= ARBEITSANWEISUNGEN =
A. Gib den Abschnitt des Interviews zwischen „Bea Rauenthal im“ und „ein anderer Name?“, jeweils einschließlich, wieder und tausche dabei „Autoren“ gegen „Schriftsteller“ aus.
B. Übersetze bitte diesen Satz aus dem Interview ins Englische: „Eine Reise durch die Zeit, sie ist seit der Entdeckung der Quantenphysik mittlerweile sogar möglich, heißt es bei Physikern.“
C. Führe das Interview mit Bea Rauenthal nach der letzten Frage weiter.

= TEXTAUSZUG =
Bea Rauenthal im Interview

Eine Reise durch die Zeit, die Begegnung mit fremden und doch irgendwie auch bekannten, wenngleich wenig vertrauten Gegebenheiten und Bräuchen, das war schon Thema einiger Romane und Filme. Eine Reise durch die Zeit, sie ist seit der Entdeckung der Quantenphysik mittlerweile sogar möglich, heißt es bei Physikern. Die Gelegenheit, einen nahen Blick auf Geschehnisse und Personen zu werfen, die wegen des zeitlichen Abstandes oft unverständlich, unlogisch, unüberlegt, ja, manchmal geradezu dumm erscheinen, hat auf Autoren immer wieder einen unwiderstehlichen Reiz.

von Ilka Stitz

Histo Journal: Liebe Beate Sauer. Bea Rauenthal ist Dein Pseudonym. Warum jetzt ein anderer Name?

Bea Rauenthal {BR}: Für das offene Pseudonym habe ich mich in Absprache mit meinem Agenten entschieden, damit sozusagen schon auf den ersten Blick – an meinem Namen – deutlich wird, dass es sich bei der Zeitreise um etwas ganz anderes handelt als bei meinen ernsthaften historischen Romanen. In den Zeitreiseromanen spiele ich ja mit dem Genre und es kommt viel Komik vor. »Bea Rauenthal« ist sozusagen ein anderes Label als »Beate Sauer«.

Selfie: Bea Rauenthal (l) & Ilka Stitz (r)

Histo Journal: Woher kommt die Begeisterung für dieses Thema?

= BEREITGESTELLTE DATEN =

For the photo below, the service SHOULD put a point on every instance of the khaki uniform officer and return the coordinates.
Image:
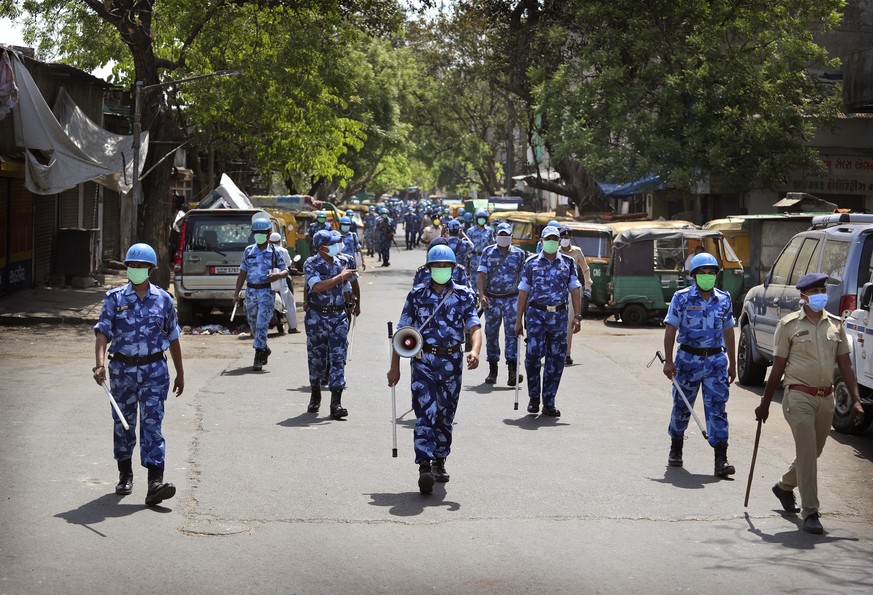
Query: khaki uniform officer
(807, 343)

= LÖSUNGEN =
A.
Bea Rauenthal im Interview

Eine Reise durch die Zeit, die Begegnung mit fremden und doch irgendwie auch bekannten, wenngleich wenig vertrauten Gegebenheiten und Bräuchen, das war schon Thema einiger Romane und Filme. Eine Reise durch die Zeit, sie ist seit der Entdeckung der Quantenphysik mittlerweile sogar möglich, heißt es bei Physikern. Die Gelegenheit, einen nahen Blick auf Geschehnisse und Personen zu werfen, die wegen des zeitlichen Abstandes oft unverständlich, unlogisch, unüberlegt, ja, manchmal geradezu dumm erscheinen, hat auf Schriftsteller immer wieder einen unwiderstehlichen Reiz.

von Ilka Stitz

Histo Journal: Liebe Beate Sauer. Bea Rauenthal ist Dein Pseudonym. Warum jetzt ein anderer Name?

B. A journey through time has by now even become possible since the discovery of quantum physics, according to physicists.

C.
BR: Da erinnere ich mich zuerst eine Fernsehserie aus meiner Kindheit: Catweazle, der angelsächsische Zauberer, der während der Normanneninvasion mit seiner Kröte Kühlwalda in einen Teich springt, und im England des 20. Jahrhunderts wieder auftaucht.

Histo Journal: Genauer gesagt, in den 70er Jahren.

BR: Ja. In dieser Serie ergaben sich aus dem Zusammentreffen des mittelalterlichen Menschen mit dem modernen Leben wundervolle und natürlich auch urkomische Situationen. Catweazle reist ja aus seiner Sicht in die Zukunft, das ermöglicht dem Zuschauer eine veränderte Sichtweise auf die eigene Welt, in den Augen eines mittelalterlichen Zauberers werden ganz alltägliche Dinge wie ein Telefon oder elektrisches Licht oder ein Abbiegepfeil auf einer Straße zu einem Mysterium. Umgekehrt lässt die Autorin Edith Nesbith ihre Helden, die Geschwister Edred und Elfrieda in Die Kinder von Arden in wichtige Epochen der englischen Geschichte zurückreisen, damit sie den Familienschatz finden können. Dieses Buch habe ich als Kind auch sehr geliebt.
Mein Wunsch, auch selbst Zeitreiseromane zu schreiben liegt schon einige Jahre zurück. Als Erstes hatte ich die Idee zu einer Zeitreise ins Mittelalter. Anlässlich der Cologne Conference, bei der ausländische Produktionen deutschen Sendern präsentiert werden, begegnete mir dann die Serie »Life on Mars«. Darin wird ein zeitgenössischer Detective Chief Inspector ins Manchester des Jahres 1973 zurückgeschickt. Die 1970er sind uns ja auf den ersten Blick zeitlich recht nahe. Wenn man genauer hinsieht, aber doch recht fremd. Und das liegt nicht nur an den abenteuerlichen Mustern und Farbzusammenstellungen dieser Jahre.

Histo Journal: Erneut die 70er. Es ist also die Konfrontation mit der Vergangenheit, dem vermeintlich Fremden, die Dich fasziniert?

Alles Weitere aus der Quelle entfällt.